Exercise:
Set down, without any change, the lines from the beginning of the items through the line containing "negative clicks: (677, 114) (641, 181)", including that line.

Records supplied:
——
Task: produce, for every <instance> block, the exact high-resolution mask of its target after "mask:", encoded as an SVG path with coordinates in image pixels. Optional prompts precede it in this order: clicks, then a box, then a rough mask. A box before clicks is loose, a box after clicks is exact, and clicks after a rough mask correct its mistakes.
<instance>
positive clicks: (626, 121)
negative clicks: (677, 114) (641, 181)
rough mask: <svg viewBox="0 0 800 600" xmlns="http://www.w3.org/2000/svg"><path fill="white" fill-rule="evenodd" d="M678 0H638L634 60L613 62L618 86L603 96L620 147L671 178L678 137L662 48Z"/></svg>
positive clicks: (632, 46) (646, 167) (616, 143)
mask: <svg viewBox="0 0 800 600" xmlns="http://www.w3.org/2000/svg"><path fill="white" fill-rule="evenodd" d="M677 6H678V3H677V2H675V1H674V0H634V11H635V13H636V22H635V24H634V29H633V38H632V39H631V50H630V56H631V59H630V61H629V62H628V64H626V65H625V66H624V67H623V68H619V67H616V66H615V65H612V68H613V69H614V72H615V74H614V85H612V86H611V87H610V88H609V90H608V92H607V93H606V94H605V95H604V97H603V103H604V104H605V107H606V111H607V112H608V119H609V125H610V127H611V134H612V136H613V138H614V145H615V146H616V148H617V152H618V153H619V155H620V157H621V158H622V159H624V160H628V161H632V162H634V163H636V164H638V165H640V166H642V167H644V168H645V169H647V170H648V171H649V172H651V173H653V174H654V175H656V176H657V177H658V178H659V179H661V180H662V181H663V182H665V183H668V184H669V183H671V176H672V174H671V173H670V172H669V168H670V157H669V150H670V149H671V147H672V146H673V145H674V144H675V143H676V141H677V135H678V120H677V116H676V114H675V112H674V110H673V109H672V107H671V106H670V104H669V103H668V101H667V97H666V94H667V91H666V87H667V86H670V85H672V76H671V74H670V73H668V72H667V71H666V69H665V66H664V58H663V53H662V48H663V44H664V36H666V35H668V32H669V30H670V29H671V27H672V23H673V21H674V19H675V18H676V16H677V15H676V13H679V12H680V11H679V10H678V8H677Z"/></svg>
——
Result of the task:
Task: produce, for every <instance> block, the exact high-resolution mask of its target after "mask:", encoded as an SVG path with coordinates in image pixels. Optional prompts precede it in this order: clicks, then a box, then a rough mask. A box before clicks is loose, a box after clicks is exact, and clicks after a rough mask correct its mistakes.
<instance>
positive clicks: (626, 121)
negative clicks: (677, 114) (641, 181)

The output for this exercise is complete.